Short exercise:
Extract every line of the records below that contains the word "hubcap", and write each one out in full.

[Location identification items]
□ □ □ □ □
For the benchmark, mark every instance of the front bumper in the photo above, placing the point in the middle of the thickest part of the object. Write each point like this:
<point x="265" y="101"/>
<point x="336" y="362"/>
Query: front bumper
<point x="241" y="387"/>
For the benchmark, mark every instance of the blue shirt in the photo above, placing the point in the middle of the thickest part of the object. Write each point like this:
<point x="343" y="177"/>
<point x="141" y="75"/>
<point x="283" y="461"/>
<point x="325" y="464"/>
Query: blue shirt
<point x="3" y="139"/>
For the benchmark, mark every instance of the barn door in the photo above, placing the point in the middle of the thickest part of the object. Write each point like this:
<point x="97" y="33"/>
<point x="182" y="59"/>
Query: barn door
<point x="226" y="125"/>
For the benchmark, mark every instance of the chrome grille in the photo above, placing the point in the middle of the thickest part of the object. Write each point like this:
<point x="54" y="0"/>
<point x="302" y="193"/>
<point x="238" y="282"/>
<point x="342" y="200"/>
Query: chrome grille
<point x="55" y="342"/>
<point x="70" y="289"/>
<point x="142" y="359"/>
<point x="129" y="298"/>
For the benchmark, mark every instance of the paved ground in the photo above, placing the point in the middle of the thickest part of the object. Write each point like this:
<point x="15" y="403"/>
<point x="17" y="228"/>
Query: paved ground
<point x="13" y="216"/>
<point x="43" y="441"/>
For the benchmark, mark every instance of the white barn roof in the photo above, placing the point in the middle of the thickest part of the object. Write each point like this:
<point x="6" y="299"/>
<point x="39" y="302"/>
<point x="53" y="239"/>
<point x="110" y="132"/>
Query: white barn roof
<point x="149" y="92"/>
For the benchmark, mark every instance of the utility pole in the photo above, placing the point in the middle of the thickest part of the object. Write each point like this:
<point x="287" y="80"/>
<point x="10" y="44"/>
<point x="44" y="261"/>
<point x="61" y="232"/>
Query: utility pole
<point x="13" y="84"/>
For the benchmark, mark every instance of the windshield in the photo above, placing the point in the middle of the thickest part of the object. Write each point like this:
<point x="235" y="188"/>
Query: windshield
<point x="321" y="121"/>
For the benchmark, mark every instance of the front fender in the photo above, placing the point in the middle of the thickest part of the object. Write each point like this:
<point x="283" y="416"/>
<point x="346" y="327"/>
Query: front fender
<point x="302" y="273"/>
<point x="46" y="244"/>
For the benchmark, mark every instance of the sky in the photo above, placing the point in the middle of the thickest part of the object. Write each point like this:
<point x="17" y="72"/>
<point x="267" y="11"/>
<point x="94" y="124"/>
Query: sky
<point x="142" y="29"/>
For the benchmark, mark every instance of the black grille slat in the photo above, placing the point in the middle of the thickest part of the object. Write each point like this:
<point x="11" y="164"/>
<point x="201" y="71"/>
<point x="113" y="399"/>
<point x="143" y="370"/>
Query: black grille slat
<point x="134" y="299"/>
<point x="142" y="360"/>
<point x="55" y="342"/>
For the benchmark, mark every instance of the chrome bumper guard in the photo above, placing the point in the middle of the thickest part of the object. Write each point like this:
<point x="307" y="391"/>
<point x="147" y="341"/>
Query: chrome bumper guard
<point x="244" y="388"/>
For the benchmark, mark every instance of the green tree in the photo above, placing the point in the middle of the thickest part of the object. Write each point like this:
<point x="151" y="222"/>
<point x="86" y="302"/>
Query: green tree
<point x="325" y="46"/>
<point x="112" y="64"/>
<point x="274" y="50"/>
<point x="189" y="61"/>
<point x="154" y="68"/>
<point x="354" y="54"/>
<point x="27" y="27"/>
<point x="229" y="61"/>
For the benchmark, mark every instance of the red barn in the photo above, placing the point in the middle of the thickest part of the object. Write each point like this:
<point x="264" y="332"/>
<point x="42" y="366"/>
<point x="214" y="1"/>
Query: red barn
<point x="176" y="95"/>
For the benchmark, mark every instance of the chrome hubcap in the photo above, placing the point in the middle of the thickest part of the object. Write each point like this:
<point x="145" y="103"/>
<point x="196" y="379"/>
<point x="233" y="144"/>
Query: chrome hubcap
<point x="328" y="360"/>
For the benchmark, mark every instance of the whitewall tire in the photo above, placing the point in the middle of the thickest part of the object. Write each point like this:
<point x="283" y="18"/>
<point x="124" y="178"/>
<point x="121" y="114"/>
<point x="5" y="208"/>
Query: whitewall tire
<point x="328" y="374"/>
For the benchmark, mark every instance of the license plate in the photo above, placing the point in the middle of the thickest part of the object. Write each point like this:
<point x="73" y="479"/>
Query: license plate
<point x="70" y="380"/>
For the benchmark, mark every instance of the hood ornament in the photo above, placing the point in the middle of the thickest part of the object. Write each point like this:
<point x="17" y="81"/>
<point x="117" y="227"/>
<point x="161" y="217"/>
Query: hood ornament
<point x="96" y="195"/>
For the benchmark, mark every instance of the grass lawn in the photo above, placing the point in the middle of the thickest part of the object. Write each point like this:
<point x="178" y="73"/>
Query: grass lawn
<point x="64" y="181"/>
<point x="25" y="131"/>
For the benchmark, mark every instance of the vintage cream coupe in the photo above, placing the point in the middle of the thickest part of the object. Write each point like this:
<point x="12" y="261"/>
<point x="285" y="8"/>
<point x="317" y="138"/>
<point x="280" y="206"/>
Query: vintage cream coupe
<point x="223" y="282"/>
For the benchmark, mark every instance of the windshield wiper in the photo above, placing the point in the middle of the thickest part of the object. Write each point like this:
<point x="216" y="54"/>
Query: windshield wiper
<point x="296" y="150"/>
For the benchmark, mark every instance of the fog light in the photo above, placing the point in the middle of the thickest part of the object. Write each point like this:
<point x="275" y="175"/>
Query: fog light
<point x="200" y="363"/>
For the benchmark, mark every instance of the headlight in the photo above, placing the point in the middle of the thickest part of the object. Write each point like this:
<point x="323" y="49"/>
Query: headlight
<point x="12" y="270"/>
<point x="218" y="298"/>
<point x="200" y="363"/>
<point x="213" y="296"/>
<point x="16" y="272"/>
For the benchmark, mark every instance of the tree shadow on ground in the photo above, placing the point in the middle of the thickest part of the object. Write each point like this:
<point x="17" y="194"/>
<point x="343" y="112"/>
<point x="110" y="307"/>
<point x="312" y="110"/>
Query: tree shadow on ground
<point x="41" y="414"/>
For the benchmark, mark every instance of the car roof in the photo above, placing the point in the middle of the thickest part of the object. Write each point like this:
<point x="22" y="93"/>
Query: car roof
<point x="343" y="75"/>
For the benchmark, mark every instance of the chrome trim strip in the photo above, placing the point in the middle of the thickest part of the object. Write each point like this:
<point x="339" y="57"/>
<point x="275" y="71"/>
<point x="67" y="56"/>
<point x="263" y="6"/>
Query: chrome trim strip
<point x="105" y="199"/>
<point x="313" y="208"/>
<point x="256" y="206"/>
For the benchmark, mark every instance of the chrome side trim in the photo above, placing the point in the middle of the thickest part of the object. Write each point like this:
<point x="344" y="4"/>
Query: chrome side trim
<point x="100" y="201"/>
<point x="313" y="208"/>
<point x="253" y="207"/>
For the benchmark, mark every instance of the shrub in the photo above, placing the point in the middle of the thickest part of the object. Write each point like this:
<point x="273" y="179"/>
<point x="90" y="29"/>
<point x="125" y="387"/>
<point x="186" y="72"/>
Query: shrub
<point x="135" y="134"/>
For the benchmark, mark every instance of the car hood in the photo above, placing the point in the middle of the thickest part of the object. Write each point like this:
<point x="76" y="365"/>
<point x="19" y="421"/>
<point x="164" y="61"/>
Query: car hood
□ □ □ □ □
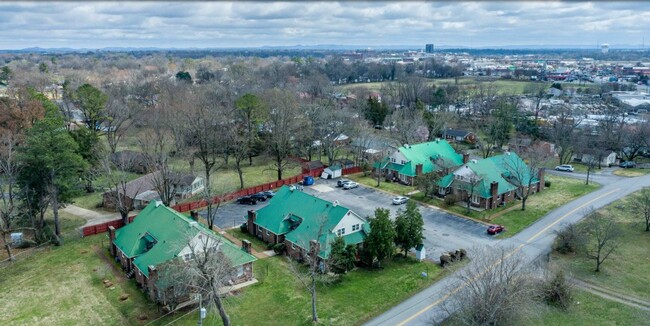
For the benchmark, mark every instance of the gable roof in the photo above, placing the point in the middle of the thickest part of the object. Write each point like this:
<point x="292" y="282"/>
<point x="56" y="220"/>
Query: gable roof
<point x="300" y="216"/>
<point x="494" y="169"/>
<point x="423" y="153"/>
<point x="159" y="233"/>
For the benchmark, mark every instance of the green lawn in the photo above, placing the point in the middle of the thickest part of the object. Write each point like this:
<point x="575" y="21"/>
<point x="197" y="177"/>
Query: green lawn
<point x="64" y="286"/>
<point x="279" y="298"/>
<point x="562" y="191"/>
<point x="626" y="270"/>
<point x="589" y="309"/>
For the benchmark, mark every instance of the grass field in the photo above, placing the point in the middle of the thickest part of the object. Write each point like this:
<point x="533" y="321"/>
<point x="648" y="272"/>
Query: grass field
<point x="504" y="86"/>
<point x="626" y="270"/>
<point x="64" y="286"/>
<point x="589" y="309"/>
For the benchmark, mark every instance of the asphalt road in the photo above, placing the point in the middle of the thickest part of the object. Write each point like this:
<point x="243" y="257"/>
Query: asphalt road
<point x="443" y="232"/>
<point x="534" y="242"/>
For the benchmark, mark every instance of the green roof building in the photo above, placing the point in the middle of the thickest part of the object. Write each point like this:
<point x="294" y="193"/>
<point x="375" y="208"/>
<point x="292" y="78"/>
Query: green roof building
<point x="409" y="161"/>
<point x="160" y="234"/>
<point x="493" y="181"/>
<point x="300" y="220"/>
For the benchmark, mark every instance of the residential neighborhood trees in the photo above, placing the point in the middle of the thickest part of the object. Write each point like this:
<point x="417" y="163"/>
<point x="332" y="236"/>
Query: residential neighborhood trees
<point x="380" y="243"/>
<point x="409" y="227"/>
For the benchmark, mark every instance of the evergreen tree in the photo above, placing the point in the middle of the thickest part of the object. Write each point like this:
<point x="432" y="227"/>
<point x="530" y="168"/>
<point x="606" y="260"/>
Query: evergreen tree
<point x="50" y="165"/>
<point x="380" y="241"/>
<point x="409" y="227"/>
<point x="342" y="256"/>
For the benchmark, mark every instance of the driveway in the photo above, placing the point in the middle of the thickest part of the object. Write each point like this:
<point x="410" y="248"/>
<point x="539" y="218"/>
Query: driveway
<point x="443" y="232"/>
□ □ □ □ □
Finished exercise:
For the benchmark, mark every instance of the chrome hubcap in the photo above, placing the point in the middle of the thickest part of the object. Write each point like this:
Query: chrome hubcap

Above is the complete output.